• **Task to carry out**: Convert the rows below into a numbered list, skipping any blank lines.

• **Stored rows**:
--- start ---

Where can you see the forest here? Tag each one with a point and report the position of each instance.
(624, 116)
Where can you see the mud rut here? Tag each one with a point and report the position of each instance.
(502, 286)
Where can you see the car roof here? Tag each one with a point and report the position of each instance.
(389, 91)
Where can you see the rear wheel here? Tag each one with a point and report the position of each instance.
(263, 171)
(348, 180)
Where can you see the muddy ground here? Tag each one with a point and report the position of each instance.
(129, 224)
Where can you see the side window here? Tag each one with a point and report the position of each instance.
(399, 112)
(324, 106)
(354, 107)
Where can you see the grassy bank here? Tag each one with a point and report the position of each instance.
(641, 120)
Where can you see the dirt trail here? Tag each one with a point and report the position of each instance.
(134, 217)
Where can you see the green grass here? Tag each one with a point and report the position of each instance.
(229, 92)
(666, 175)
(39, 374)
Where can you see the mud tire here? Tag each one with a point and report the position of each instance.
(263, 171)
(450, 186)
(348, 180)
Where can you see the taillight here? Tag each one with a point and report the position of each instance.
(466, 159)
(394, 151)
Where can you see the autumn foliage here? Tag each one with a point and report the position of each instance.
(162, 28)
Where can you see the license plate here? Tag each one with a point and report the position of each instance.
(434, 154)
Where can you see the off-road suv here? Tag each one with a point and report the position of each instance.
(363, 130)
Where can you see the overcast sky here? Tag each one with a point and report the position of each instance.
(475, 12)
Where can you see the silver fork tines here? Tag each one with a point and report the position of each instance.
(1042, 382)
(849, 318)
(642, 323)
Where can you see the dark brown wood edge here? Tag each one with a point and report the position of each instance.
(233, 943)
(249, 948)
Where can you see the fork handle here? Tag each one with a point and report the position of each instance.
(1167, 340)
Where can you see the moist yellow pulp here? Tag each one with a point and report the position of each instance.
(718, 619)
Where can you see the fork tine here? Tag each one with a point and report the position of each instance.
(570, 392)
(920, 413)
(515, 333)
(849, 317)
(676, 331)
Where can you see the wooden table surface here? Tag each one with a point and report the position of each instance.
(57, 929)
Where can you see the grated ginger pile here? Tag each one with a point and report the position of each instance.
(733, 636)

--- end ---

• **Answer to this exercise**:
1. Where can you see the forest here? Tag each one with a point and report the position of each instance.
2. (624, 116)
3. Where can you see the mud rut here? Tag each one with a point and report the position of each instance.
4. (502, 286)
5. Where can you see the car roof here? Tag each one with a point and report the position of each instance.
6. (389, 91)
7. Where can you see the rear wheel here? Tag each one with a point and report the position of each instance.
8. (263, 171)
9. (348, 180)
10. Where can you see the muddy ground here? Tag each one with a point and report the position of each instance.
11. (129, 224)
12. Where can you see the side window here? Tag each one with a point and report the position of each instance.
13. (399, 112)
14. (324, 106)
15. (354, 107)
16. Where can you see the grassy bank here? Tag each one with a point and report the position of each instance.
17. (641, 120)
18. Where can you see the dirt trail here? Tag each one with a point and report the position of each instance.
19. (134, 217)
20. Where can you see the green grass here? Tag each one with a point and report the position of each instance.
21. (229, 92)
22. (666, 175)
23. (39, 374)
24. Where can you see the mud tire here? Tag each one with a point and report the position of each instance.
25. (263, 171)
26. (450, 186)
27. (348, 180)
28. Where can you see the taillight here? Tag each one with a point and report the position of each instance.
29. (466, 159)
30. (394, 151)
31. Where can you see the autumn foliage here? Tag each one with a point and report the position of each instance.
32. (162, 28)
33. Where can you see the license plate here? Tag each one with a point and report the position of each instance.
34. (434, 154)
35. Where can you see the off-road suv here? Tag each one with a point and report the position of each instance.
36. (363, 130)
37. Where can you see the overcast sky here? Tag each one with a point and report the position of each instance.
38. (475, 12)
39. Where can you see the silver fork tines here? Tag each one with a point and report the position of each instance.
40. (1042, 382)
41. (849, 318)
42. (642, 323)
43. Where can you see the dark brown wood edge here? Tag each one with a point and report the position of each instance.
44. (233, 943)
45. (249, 948)
46. Where can you see the fork handle here? Tag each one with a point and report the position of each instance.
47. (1167, 340)
48. Where can you see the moist yellow pulp here? Tag each one with a point and report the position of each instance.
49. (718, 619)
50. Where can you see the fork tine here? Tag each one with a point and report the position of each instance.
51. (570, 392)
52. (920, 413)
53. (515, 333)
54. (849, 317)
55. (676, 331)
56. Where can you see the wooden table surface here? Tag each one with a point and report the position of each instance.
57. (57, 929)
58. Where can you see the grated ginger pile here? Tag each one with a point and report the position of each instance.
59. (733, 636)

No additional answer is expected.